Stored entries:
********

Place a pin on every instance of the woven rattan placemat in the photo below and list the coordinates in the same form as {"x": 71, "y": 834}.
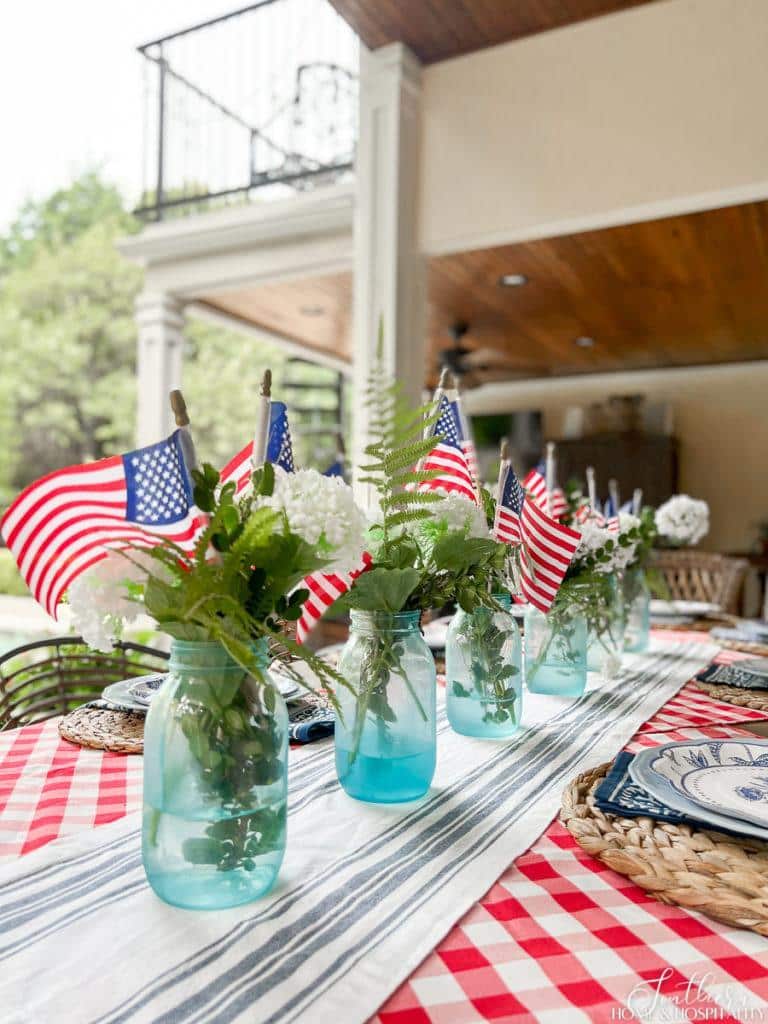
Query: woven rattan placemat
{"x": 756, "y": 699}
{"x": 721, "y": 876}
{"x": 120, "y": 731}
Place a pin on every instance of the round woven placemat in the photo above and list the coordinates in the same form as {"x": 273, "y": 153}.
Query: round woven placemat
{"x": 760, "y": 649}
{"x": 756, "y": 699}
{"x": 120, "y": 731}
{"x": 724, "y": 877}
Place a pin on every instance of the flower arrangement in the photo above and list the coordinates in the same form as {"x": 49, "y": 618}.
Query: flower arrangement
{"x": 682, "y": 521}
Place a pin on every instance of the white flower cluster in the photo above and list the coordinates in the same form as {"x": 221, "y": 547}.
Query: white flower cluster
{"x": 322, "y": 511}
{"x": 596, "y": 536}
{"x": 98, "y": 599}
{"x": 460, "y": 513}
{"x": 683, "y": 520}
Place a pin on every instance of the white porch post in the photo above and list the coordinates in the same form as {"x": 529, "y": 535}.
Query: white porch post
{"x": 389, "y": 279}
{"x": 160, "y": 349}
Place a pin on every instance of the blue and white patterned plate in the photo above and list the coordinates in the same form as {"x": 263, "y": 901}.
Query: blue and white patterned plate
{"x": 667, "y": 772}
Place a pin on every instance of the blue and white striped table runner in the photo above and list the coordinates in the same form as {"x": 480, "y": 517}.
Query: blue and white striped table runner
{"x": 365, "y": 893}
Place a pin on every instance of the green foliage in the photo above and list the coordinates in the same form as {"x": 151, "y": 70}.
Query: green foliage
{"x": 248, "y": 590}
{"x": 418, "y": 562}
{"x": 68, "y": 339}
{"x": 482, "y": 642}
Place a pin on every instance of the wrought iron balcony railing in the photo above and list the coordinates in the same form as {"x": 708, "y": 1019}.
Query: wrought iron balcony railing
{"x": 262, "y": 98}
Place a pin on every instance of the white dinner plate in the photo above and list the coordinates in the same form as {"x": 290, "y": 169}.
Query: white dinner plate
{"x": 719, "y": 782}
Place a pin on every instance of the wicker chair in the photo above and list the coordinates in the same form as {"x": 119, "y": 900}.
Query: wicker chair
{"x": 698, "y": 576}
{"x": 51, "y": 677}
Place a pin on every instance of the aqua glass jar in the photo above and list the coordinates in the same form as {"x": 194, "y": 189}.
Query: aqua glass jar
{"x": 483, "y": 672}
{"x": 636, "y": 610}
{"x": 215, "y": 780}
{"x": 386, "y": 735}
{"x": 605, "y": 628}
{"x": 555, "y": 647}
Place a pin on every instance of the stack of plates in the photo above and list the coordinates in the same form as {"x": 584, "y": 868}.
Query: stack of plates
{"x": 136, "y": 694}
{"x": 722, "y": 783}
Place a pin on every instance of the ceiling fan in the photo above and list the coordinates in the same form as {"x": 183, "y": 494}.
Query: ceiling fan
{"x": 473, "y": 367}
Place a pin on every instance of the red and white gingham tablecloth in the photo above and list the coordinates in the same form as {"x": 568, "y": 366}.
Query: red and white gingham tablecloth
{"x": 558, "y": 939}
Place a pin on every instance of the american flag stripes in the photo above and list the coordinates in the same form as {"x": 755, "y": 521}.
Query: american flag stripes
{"x": 546, "y": 546}
{"x": 449, "y": 458}
{"x": 536, "y": 484}
{"x": 72, "y": 518}
{"x": 279, "y": 450}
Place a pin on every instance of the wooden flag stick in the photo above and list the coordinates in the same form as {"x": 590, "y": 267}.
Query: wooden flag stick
{"x": 261, "y": 433}
{"x": 550, "y": 474}
{"x": 592, "y": 487}
{"x": 178, "y": 406}
{"x": 504, "y": 465}
{"x": 614, "y": 496}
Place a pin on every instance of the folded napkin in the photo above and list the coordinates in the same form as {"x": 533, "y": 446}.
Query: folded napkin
{"x": 732, "y": 675}
{"x": 310, "y": 719}
{"x": 619, "y": 795}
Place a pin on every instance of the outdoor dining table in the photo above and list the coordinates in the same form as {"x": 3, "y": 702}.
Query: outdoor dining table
{"x": 555, "y": 937}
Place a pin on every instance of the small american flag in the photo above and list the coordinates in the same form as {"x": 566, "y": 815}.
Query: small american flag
{"x": 279, "y": 450}
{"x": 547, "y": 546}
{"x": 325, "y": 588}
{"x": 587, "y": 513}
{"x": 466, "y": 440}
{"x": 536, "y": 484}
{"x": 448, "y": 458}
{"x": 72, "y": 518}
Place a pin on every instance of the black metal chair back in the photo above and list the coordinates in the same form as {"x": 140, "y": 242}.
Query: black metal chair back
{"x": 51, "y": 677}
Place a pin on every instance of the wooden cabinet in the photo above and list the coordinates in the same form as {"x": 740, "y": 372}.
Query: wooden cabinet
{"x": 643, "y": 461}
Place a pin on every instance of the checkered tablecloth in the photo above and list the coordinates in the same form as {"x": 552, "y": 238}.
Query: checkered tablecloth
{"x": 558, "y": 938}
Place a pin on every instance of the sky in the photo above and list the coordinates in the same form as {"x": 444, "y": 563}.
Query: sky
{"x": 71, "y": 90}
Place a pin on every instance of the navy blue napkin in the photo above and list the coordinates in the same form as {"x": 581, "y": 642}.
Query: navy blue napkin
{"x": 619, "y": 795}
{"x": 731, "y": 675}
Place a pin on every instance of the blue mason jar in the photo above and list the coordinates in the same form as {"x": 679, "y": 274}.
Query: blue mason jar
{"x": 555, "y": 647}
{"x": 636, "y": 611}
{"x": 215, "y": 780}
{"x": 483, "y": 672}
{"x": 386, "y": 739}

********

• _Short problem_
All the lines above are to be given again exactly as they read, with the pictures removed.

• _Written solution_
Place a pin on every instance of the woven rattan placemat in the photo below and list the coordinates in the same form as {"x": 71, "y": 834}.
Query: woven rattan placemat
{"x": 756, "y": 699}
{"x": 721, "y": 876}
{"x": 120, "y": 731}
Place a pin on every instance of the round woven placemat in the photo above and list the coordinates in the same form as {"x": 273, "y": 153}.
Query: round woven placemat
{"x": 760, "y": 649}
{"x": 756, "y": 699}
{"x": 120, "y": 731}
{"x": 724, "y": 877}
Place a pin on every instance of the flower arrangement in the photo above and list the coordinates in the same form as {"x": 49, "y": 618}.
Query: flower arrangement
{"x": 682, "y": 521}
Place a pin on every instance of the white flower cluster in the photo above and list the coordinates in the same form as {"x": 221, "y": 547}.
Query: white flower cluster
{"x": 322, "y": 511}
{"x": 596, "y": 536}
{"x": 98, "y": 599}
{"x": 460, "y": 513}
{"x": 683, "y": 520}
Place a pin on every instance of the white porch post in the photo above and list the coordinates in the same form as {"x": 529, "y": 535}.
Query: white porch post
{"x": 389, "y": 279}
{"x": 160, "y": 349}
Place a pin on every instance of the blue and white patterned plate in the photo above and list the coordinates in the same form as {"x": 263, "y": 901}.
Query: blue and white patterned plate
{"x": 667, "y": 772}
Place a pin on every instance of the blue and white striped table runner in the photo above and list the coordinates in the same form as {"x": 480, "y": 517}.
Query: blue and white striped table runner
{"x": 365, "y": 893}
Place a pin on every instance of the green foliage in the photo above and list the coordinates in the same form as {"x": 151, "y": 70}.
Query: green foliage
{"x": 248, "y": 590}
{"x": 418, "y": 562}
{"x": 68, "y": 339}
{"x": 482, "y": 642}
Place a pin on every instance of the wrought iron balcony railing in the photo above and list the coordinates in the same form as {"x": 708, "y": 1019}.
Query: wrought iron balcony railing
{"x": 262, "y": 98}
Place a pin on every instance of the white dinner plate in the photo above and list the coordinates in the same form as {"x": 290, "y": 169}.
Query: white dinner plate
{"x": 719, "y": 782}
Place a pin on every instance of the wicker chair in the photo above and list the coordinates in the same form as {"x": 119, "y": 900}.
Query: wicker chair
{"x": 698, "y": 576}
{"x": 51, "y": 677}
Place a pin on every instance of the aqua glass jar in the photo above and list the coordinates in the same form as {"x": 194, "y": 189}.
Query: aqua glass jar
{"x": 483, "y": 672}
{"x": 636, "y": 610}
{"x": 215, "y": 780}
{"x": 386, "y": 735}
{"x": 605, "y": 628}
{"x": 555, "y": 647}
Place a pin on every instance of the stack of plates in the photo above and list the coordinates in the same form as {"x": 584, "y": 868}.
Query: stack of plates
{"x": 136, "y": 694}
{"x": 722, "y": 783}
Place a pin on every instance of the ceiling fan in the photo above and list the coordinates in the same form as {"x": 183, "y": 494}.
Query: ceiling fan
{"x": 473, "y": 367}
Place a pin on every instance of the red and white gingham tablecloth in the photo above and list the coordinates in the same form as {"x": 568, "y": 366}.
Query: red and white gingham tablecloth
{"x": 558, "y": 939}
Place a pin on every instance of the american flag stripes in the photo above and list the coordinates in the same form as {"x": 755, "y": 521}.
Query: american flag stripes
{"x": 546, "y": 546}
{"x": 449, "y": 458}
{"x": 536, "y": 484}
{"x": 72, "y": 518}
{"x": 279, "y": 450}
Place a pin on every instance of the wooden flag stick in the photo above and list the coordinates in the same form as {"x": 590, "y": 267}.
Query: wooden flag stick
{"x": 261, "y": 433}
{"x": 550, "y": 474}
{"x": 592, "y": 487}
{"x": 178, "y": 406}
{"x": 504, "y": 465}
{"x": 614, "y": 496}
Place a pin on every instance of the folded napkin in the photo above and list the coordinates in the same form as {"x": 533, "y": 446}.
Query: folded napkin
{"x": 732, "y": 675}
{"x": 310, "y": 719}
{"x": 619, "y": 795}
Place a pin on every instance of the outdoor dining table in the photo above and list the coordinates in the same form as {"x": 3, "y": 702}.
Query: outdoor dining table
{"x": 555, "y": 937}
Place a pin on every instance of the small american flag in the photo above and list the coordinates in the same form as {"x": 566, "y": 815}.
Query: small american flag
{"x": 279, "y": 450}
{"x": 547, "y": 546}
{"x": 325, "y": 588}
{"x": 587, "y": 513}
{"x": 466, "y": 440}
{"x": 536, "y": 484}
{"x": 448, "y": 458}
{"x": 72, "y": 518}
Place a pin on every instance of the black metal chair back in the photo above and list the coordinates in the same form as {"x": 140, "y": 242}.
Query: black metal chair back
{"x": 51, "y": 677}
Place a pin on every instance of the wooden cabinet in the photo above and list the coordinates in the same form as {"x": 740, "y": 372}.
Query: wooden cabinet
{"x": 643, "y": 461}
Place a pin on every instance of the checkered tablecloth in the photo above and list the coordinates in the same form as {"x": 552, "y": 238}.
Query: checkered tablecloth
{"x": 558, "y": 938}
Place a pin on every instance of the sky in the photo above and list the coordinates in the same form as {"x": 444, "y": 563}.
Query: sky
{"x": 71, "y": 90}
Place a pin on every instance of the navy blue napkin in the photo above and list the coordinates in the same form as {"x": 581, "y": 642}.
Query: navy blue napkin
{"x": 619, "y": 795}
{"x": 731, "y": 675}
Place a pin on every instance of the blue mason jar in the photo above and list the coordinates in the same form as {"x": 679, "y": 274}.
Query: blue mason jar
{"x": 555, "y": 647}
{"x": 636, "y": 611}
{"x": 215, "y": 780}
{"x": 483, "y": 672}
{"x": 386, "y": 739}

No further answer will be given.